What the task requires: Copy every line of the rows below word for word, leaving out the pictures.

Object pointing dataset rows
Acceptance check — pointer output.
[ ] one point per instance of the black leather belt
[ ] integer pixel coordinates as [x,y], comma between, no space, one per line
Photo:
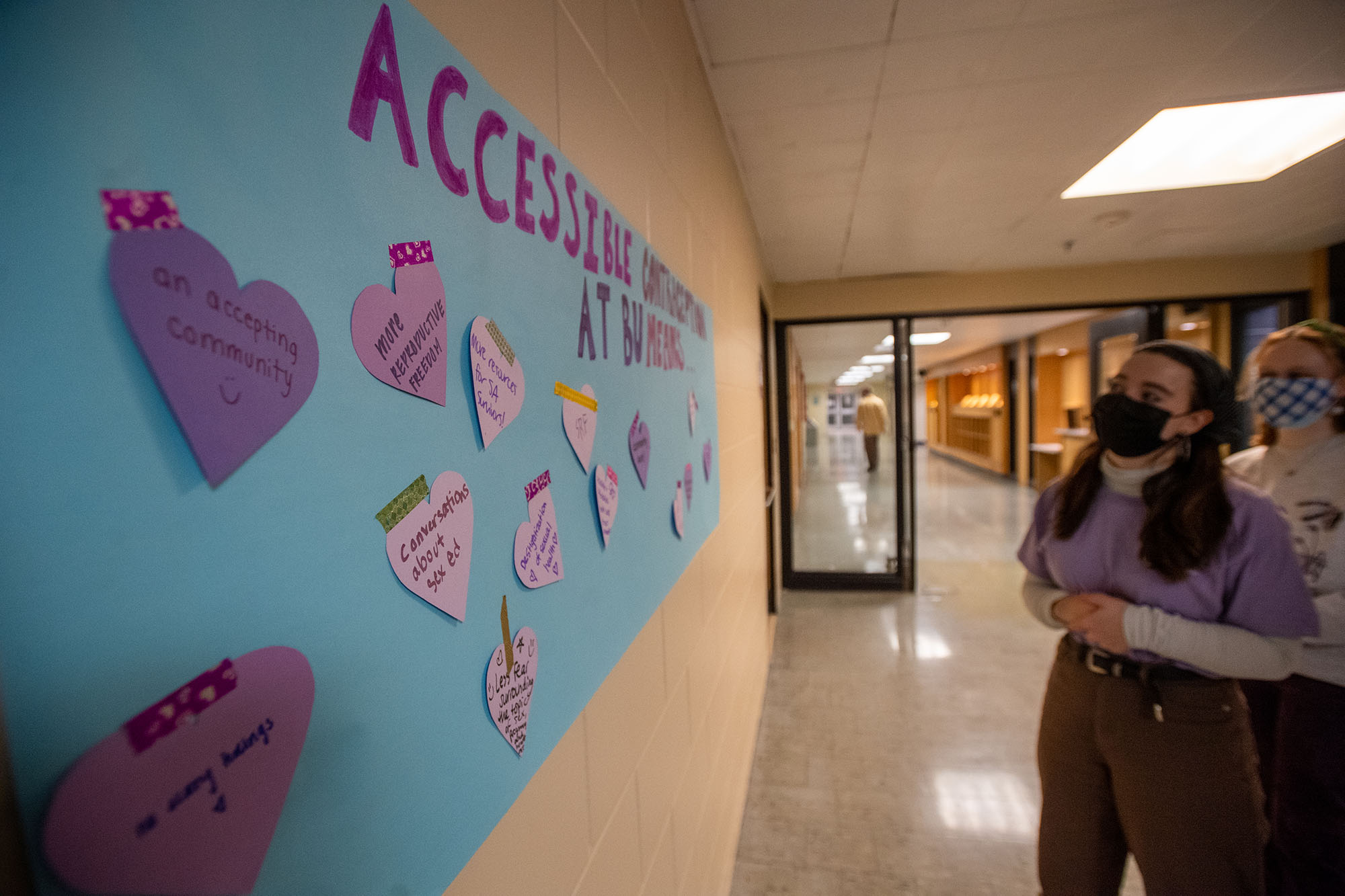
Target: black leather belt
[1108,663]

Solution for this task:
Acceptance check — pointer output.
[ ] one point per instance of the black leather belt
[ ] integer pixel coordinates as [x,y], comma between, no space, one per line
Photo:
Target: black leather belt
[1108,663]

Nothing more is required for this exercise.